Excerpts from a dataset on pointing at objects
##############################
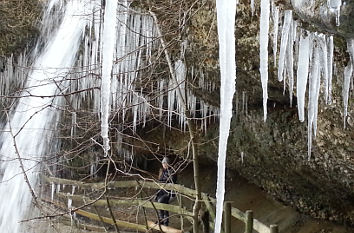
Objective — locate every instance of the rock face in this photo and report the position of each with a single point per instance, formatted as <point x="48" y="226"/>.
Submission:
<point x="273" y="154"/>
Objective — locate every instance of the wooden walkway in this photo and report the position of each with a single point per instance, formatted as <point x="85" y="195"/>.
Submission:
<point x="209" y="203"/>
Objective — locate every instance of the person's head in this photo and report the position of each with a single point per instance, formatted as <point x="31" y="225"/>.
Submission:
<point x="165" y="162"/>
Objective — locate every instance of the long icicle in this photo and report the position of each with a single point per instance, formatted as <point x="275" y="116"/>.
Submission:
<point x="263" y="44"/>
<point x="109" y="38"/>
<point x="226" y="14"/>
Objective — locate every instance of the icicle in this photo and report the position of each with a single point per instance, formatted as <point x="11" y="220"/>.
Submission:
<point x="73" y="124"/>
<point x="275" y="16"/>
<point x="302" y="74"/>
<point x="330" y="68"/>
<point x="284" y="40"/>
<point x="314" y="82"/>
<point x="53" y="190"/>
<point x="226" y="14"/>
<point x="108" y="38"/>
<point x="324" y="64"/>
<point x="263" y="43"/>
<point x="290" y="60"/>
<point x="348" y="75"/>
<point x="335" y="6"/>
<point x="252" y="7"/>
<point x="70" y="201"/>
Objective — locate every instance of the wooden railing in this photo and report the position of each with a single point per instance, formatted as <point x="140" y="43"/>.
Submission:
<point x="246" y="217"/>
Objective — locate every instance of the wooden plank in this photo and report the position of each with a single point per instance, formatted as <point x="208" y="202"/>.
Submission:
<point x="260" y="227"/>
<point x="122" y="184"/>
<point x="137" y="202"/>
<point x="236" y="213"/>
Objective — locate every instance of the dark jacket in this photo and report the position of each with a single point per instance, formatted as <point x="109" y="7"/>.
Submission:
<point x="167" y="176"/>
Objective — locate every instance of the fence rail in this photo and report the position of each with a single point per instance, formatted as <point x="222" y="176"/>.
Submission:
<point x="246" y="217"/>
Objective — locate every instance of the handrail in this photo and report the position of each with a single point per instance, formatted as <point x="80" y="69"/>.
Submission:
<point x="236" y="213"/>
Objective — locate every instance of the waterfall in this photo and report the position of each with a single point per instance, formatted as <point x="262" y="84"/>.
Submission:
<point x="30" y="125"/>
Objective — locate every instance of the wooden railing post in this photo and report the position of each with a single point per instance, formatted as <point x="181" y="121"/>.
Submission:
<point x="274" y="229"/>
<point x="249" y="221"/>
<point x="227" y="216"/>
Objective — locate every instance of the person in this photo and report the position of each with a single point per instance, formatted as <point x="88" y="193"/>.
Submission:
<point x="167" y="175"/>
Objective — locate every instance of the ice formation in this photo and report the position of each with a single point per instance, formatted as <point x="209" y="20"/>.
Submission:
<point x="263" y="43"/>
<point x="108" y="45"/>
<point x="226" y="14"/>
<point x="33" y="114"/>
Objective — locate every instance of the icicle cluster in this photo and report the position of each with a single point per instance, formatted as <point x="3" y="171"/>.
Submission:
<point x="108" y="44"/>
<point x="33" y="120"/>
<point x="132" y="101"/>
<point x="314" y="67"/>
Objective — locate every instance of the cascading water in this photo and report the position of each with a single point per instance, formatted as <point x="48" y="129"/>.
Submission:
##############################
§ REQUIREMENT:
Can you arrange all of the material above as a JSON list of strings, one string per line, with blank lines omitted? Leave the pictures out of the answer.

§ THE OUTPUT:
[
  "Objective — locate every instance of the rock face in this photo and report the position of each with a single point per instance, formatted as <point x=\"48\" y=\"226\"/>.",
  "Submission:",
  "<point x=\"273\" y=\"154\"/>",
  "Objective — locate every instance of the wooden walkway in this photo and report the position of each with a single point per instance, formatted as <point x=\"85\" y=\"195\"/>.",
  "Submission:",
  "<point x=\"209\" y=\"203\"/>",
  "Objective — locate every instance of the person's head in this photo and report the position of each with a single point per instance, formatted as <point x=\"31\" y=\"225\"/>.",
  "Submission:",
  "<point x=\"165\" y=\"162\"/>",
  "Objective — locate every instance of the long icicle in this photo and report the position of each with a single point per instance, formatted as <point x=\"275\" y=\"116\"/>.",
  "Submission:",
  "<point x=\"263\" y=\"44\"/>",
  "<point x=\"109\" y=\"38\"/>",
  "<point x=\"226\" y=\"14\"/>",
  "Objective — locate every instance of the icicle in this photo and report the position of each with a single point per instance, formatted as <point x=\"11\" y=\"220\"/>.",
  "Submission:",
  "<point x=\"73\" y=\"124\"/>",
  "<point x=\"275\" y=\"16\"/>",
  "<point x=\"302\" y=\"74\"/>",
  "<point x=\"330\" y=\"68\"/>",
  "<point x=\"284\" y=\"40\"/>",
  "<point x=\"314\" y=\"82\"/>",
  "<point x=\"53\" y=\"190\"/>",
  "<point x=\"226\" y=\"14\"/>",
  "<point x=\"108\" y=\"38\"/>",
  "<point x=\"324\" y=\"64\"/>",
  "<point x=\"263\" y=\"43\"/>",
  "<point x=\"290\" y=\"60\"/>",
  "<point x=\"348\" y=\"75\"/>",
  "<point x=\"335\" y=\"6\"/>",
  "<point x=\"252\" y=\"7\"/>",
  "<point x=\"70\" y=\"201\"/>",
  "Objective — locate every instance of the wooden railing in this photo and report the position of each with a single point per instance, formatted as <point x=\"140\" y=\"43\"/>.",
  "Submission:",
  "<point x=\"246\" y=\"217\"/>",
  "Objective — locate every instance of the wooden plank in this photo and report the position of each with a single point per instance, formatted as <point x=\"208\" y=\"202\"/>.",
  "Submission:",
  "<point x=\"260\" y=\"227\"/>",
  "<point x=\"122\" y=\"184\"/>",
  "<point x=\"137\" y=\"202\"/>",
  "<point x=\"236\" y=\"213\"/>",
  "Objective — locate every instance of the dark jacket in this photo and report the position of each with a single point per instance, formatted as <point x=\"109\" y=\"7\"/>.",
  "Submission:",
  "<point x=\"167\" y=\"176\"/>",
  "Objective — locate every instance of the fence rail in this photo and report the position of each with a single point per instance, formatted as <point x=\"222\" y=\"176\"/>.",
  "Submission:",
  "<point x=\"246\" y=\"217\"/>",
  "Objective — locate every instance of the handrail in this photo and report the position of each with a single point per instance, formatted as <point x=\"80\" y=\"69\"/>.",
  "Submission:",
  "<point x=\"236\" y=\"213\"/>",
  "Objective — locate every instance of the waterfall in this photo and report the position of each with a single point per instance, formatted as <point x=\"262\" y=\"84\"/>.",
  "Submission:",
  "<point x=\"30\" y=\"125\"/>",
  "Objective — locate every instance of the wooden railing post in this photo and report the position of each with a single point per instance, formatted as <point x=\"181\" y=\"121\"/>.",
  "Submission:",
  "<point x=\"274\" y=\"229\"/>",
  "<point x=\"249\" y=\"221\"/>",
  "<point x=\"227\" y=\"216\"/>",
  "Objective — locate every instance of the person in this photo and report the position of each with a single point per instance, formatted as <point x=\"88\" y=\"193\"/>.",
  "Submission:",
  "<point x=\"167\" y=\"175\"/>",
  "Objective — locate every instance of the ice formation in this photo and report the position of each with a single point per instance, formatted as <point x=\"209\" y=\"20\"/>.",
  "Submission:",
  "<point x=\"263\" y=\"43\"/>",
  "<point x=\"108\" y=\"45\"/>",
  "<point x=\"226\" y=\"14\"/>",
  "<point x=\"33\" y=\"114\"/>",
  "Objective — locate every instance of the icicle cluster in this photo and report the position of each with a single point per instance, formatted as <point x=\"3\" y=\"171\"/>.",
  "Submission:",
  "<point x=\"108\" y=\"44\"/>",
  "<point x=\"33\" y=\"120\"/>",
  "<point x=\"132\" y=\"101\"/>",
  "<point x=\"314\" y=\"67\"/>",
  "Objective — locate every instance of the cascading water in this photo and report the position of each with a single point per instance, formatted as <point x=\"48\" y=\"129\"/>.",
  "Submission:"
]